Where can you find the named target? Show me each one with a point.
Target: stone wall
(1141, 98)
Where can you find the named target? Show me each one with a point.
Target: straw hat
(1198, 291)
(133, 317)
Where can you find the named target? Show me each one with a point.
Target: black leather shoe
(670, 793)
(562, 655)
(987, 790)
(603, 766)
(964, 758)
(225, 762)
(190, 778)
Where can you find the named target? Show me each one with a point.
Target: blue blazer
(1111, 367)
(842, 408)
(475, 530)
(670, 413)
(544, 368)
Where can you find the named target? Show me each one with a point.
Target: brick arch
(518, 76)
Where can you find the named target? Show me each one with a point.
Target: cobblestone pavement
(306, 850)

────

__Written problem__. Reproduce the full material above line by line, without changing a single character or the order of the lines.

__Output below__.
Where can you find the named target? Show me each one with a point.
Target: stone wall
(1141, 98)
Where can you find the named target? Show me each one with a point.
Target: straw hat
(1198, 291)
(133, 317)
Where can you find the named target? Show me each one with a point.
Target: black leather shoe
(670, 793)
(562, 655)
(987, 790)
(603, 766)
(964, 758)
(225, 762)
(190, 778)
Where can you find the named target? Show me each one with a point.
Target: blue blazer
(1111, 367)
(842, 408)
(475, 530)
(670, 413)
(544, 368)
Where can you find the named target? Show me each one with a point.
Target: brick arch
(518, 76)
Where can you find the named target? Show me each one with a point.
Target: cobblestone pavement
(306, 850)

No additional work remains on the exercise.